## Exercise instructions
Continue the text on point-of-care testing and microfluidic lab-on-a-chip systems, picking up after its last sentence.

One well-known example of a POCT is a urine test using a paper strip. In these tests, the different components of urine – such as red and white blood cells, glucose and the pH value – cause color changes on the reactive surfaces of the test strip. By comparing of the color patterns to a reference scale, the nurse can ascertain qualitative information about the concentration of the various substances in the sampled urine. In an even simpler exemplary procedure, the oxygen saturation of blood can be determined non-invasively through the skin by clipping an optical sensor to the fingertip of the patient. Previously, before the advent of these pulse oximeters, a blood sample had to be taken and sent to the central lab for testing.

More complex tests – for example, to detect certain viruses or bacteria – still depend on the elaborate infrastructure and specialist personnel of a central lab. Such tests often require additional steps in terms of sample preparation or pre-treatment, special temperature conditions or complex devices for analysis. In order to carry out these tests directly at the patients’ bedside in the hospital, the test procedures must be simplified and interaction with the user minimized. In ideal cases, the entire test is conducted independently on a single microfluidic system; i.e. the entire ‘lab’ is integrated on a chip and thus becomes a ‘lab on a chip’.

In recent decades, a great deal of research has been carried out in the field of microfluidics, particularly in the biosciences, with the aim of miniaturizing and automating lab experiments, diagnostic tests and (bio)chemical processes. Instead of pipetting discrete quantities of liquids from one container to another, today the liquid in a microfluidic system flows through the tiny channels of a manifold. The liquid in these channels is generally moved by external pumps or pressure sources to which the fluidic chip is connected. To control the applied pressures or stabilize the flow generated by the pump, the flow rate is measured using flow sensors. Thanks to their outstanding sensitivity even at extremely minimal flow rates, Sensirion’s microthermal mass flow meters for liquids set the industry standard in the precise monitoring of liquid flows in microfluidic systems.

## Source data

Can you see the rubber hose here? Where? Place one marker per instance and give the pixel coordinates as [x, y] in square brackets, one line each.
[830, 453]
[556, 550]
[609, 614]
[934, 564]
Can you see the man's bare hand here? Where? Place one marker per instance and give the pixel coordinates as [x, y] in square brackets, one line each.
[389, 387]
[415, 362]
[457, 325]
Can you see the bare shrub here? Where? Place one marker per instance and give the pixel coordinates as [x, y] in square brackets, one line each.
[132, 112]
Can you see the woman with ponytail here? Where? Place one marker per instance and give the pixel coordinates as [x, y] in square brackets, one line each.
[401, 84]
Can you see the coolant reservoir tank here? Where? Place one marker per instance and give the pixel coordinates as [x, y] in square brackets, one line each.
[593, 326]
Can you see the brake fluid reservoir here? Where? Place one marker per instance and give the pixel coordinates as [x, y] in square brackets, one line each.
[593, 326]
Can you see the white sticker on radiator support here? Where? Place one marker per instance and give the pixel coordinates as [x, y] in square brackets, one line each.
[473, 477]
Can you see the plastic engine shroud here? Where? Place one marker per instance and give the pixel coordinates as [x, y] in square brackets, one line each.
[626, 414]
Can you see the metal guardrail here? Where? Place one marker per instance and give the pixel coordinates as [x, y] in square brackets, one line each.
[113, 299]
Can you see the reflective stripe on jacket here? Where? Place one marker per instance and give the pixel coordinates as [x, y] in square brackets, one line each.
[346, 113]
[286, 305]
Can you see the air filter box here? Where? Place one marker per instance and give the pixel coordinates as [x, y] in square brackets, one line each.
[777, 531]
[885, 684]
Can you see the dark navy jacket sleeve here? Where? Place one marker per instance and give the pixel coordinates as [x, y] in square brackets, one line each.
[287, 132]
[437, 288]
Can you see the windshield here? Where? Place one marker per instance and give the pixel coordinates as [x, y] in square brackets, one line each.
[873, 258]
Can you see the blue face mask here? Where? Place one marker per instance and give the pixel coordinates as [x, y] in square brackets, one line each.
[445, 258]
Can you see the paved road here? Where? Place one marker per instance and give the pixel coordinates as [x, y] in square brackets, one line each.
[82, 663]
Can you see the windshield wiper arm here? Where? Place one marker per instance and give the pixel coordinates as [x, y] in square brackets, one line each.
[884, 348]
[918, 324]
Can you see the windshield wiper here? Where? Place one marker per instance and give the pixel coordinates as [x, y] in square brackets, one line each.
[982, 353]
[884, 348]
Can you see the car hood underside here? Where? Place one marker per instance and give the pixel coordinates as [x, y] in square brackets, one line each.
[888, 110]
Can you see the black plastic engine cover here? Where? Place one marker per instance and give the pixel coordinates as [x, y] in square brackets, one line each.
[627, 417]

## Result of this task
The dimensions of the channels in the fluidic system have been significantly reduced down to the micrometer range, with the liquid volumes in the microliter or even nanoliter range. This enables the microfluidics to drastically reduce the sample and reagent quantities, enable faster reactions and thus increase throughput. And the smaller size of the fluidic system also means lower costs and smaller devices. Both are necessary conditions in order to conduct tests in a decentralized manner directly at the place of care; i.e. at the bedside, on the same hospital floor or in a doctor’s office. This, in turn, simplifies the logistics and provides faster results for better and more targeted treatment of patients.

Commercially available microfluidic POCT devices can be used, for example, to measure proteins used as biomarkers in the diagnosis of heart attacks. Other devices analyze blood samples to determine the composition of red and white blood cells, and their subtypes. Another application in medical technology is cytometry to determine the concentration of T helper cells in monitoring the immune systems of HIV/AIDS patients. Finally, efforts are also under way to transfer molecular-biological methods for the detection of, for example, antibiotic resistant bacteria via their DNA to point-of-care systems. Even genetic fingerprints for forensic purposes can be created using POCT devices.

However, microfluidics play an increasingly important role in areas other than the clinical field, such as research and development and industrial process monitoring. In particular, microbiology is absolutely critical today in the food and drinks production sector; it is used to monitor the quality of yeast cells that ferment malt to beer, and the bacterial populations in milk, which must not exceed certain threshold values. Hitherto, discrete samples have been diverted from the production process and sent to laboratories for testing; now new types of miniaturized flow cytometers enable direct verification of individual production lots or even continuous monitoring on the production line.